OBJECTIVE |
Copy the data from its beginning through the line containing "(1238, 771)", with "rolling wave" in place of "breaking wave" and nothing else altered. Leave the pictures out.

EXTRACTED RECORDS |
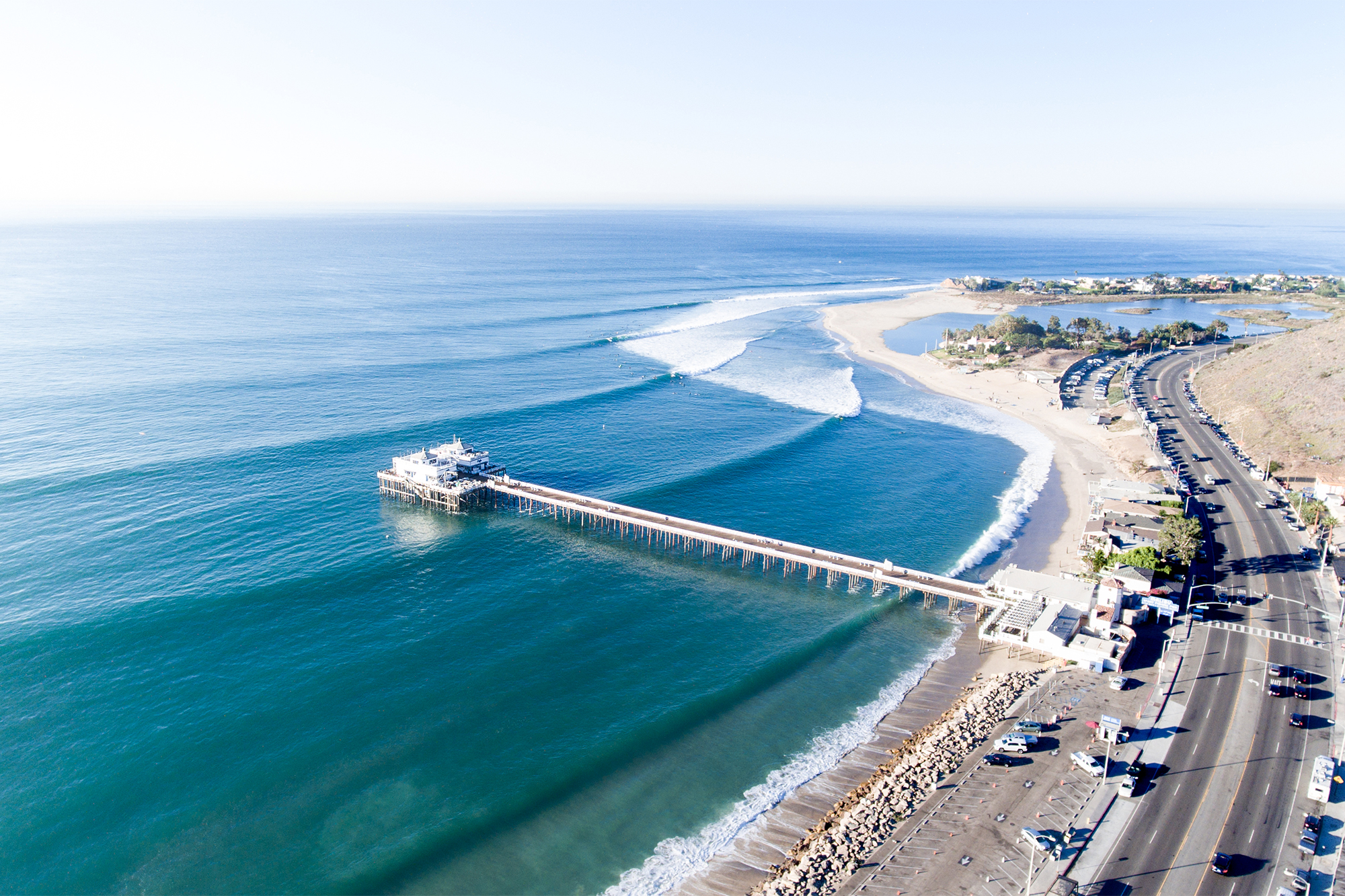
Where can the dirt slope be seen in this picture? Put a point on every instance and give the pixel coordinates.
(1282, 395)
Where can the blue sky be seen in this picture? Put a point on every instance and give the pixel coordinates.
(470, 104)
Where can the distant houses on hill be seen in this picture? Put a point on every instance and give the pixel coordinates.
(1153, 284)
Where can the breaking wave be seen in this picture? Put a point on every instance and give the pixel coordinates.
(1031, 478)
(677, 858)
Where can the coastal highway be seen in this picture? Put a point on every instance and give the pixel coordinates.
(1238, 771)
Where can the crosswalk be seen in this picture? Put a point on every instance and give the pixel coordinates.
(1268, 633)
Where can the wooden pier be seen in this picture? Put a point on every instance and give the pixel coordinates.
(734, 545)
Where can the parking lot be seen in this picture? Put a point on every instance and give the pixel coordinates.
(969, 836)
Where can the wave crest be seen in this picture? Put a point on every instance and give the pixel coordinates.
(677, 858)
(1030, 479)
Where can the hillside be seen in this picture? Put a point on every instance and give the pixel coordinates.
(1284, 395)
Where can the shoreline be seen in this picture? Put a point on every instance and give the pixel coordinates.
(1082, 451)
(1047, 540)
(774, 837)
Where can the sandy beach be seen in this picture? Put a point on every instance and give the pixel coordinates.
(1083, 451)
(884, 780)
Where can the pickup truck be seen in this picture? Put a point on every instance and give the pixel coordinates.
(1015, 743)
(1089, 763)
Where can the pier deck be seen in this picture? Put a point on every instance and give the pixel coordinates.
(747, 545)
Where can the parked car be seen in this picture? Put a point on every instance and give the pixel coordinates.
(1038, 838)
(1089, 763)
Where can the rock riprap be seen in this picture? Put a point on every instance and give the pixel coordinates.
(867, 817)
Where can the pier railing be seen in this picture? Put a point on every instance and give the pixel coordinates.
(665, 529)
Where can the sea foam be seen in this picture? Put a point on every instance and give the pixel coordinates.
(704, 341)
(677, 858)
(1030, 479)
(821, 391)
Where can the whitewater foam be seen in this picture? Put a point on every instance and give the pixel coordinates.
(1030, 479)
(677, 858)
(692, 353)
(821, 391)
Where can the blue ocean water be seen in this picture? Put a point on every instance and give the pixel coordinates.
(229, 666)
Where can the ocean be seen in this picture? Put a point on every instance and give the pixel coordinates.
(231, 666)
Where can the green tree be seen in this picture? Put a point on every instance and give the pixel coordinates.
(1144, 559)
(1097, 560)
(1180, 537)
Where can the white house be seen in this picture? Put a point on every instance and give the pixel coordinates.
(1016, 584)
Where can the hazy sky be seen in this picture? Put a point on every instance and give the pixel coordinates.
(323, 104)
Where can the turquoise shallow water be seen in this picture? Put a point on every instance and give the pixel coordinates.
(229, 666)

ANSWER TO THE TASK |
Where can the dirt slope be seen in this picture? Put a point on every instance and give the pixel coordinates.
(1282, 395)
Where can the blue sky be seen in this picture? Put a point on every instance and give the pixel coordinates.
(470, 104)
Where can the distant houses on hill be seen in this picture? Put a point on every instance and give the pixel coordinates.
(1153, 284)
Where can the rolling wave be seen in this picture? Put a point on every instance and give the pixel coordinates.
(1031, 478)
(677, 858)
Where can the coastal highway be seen in this picture? Put a point on every instance and give the pixel coordinates.
(1238, 771)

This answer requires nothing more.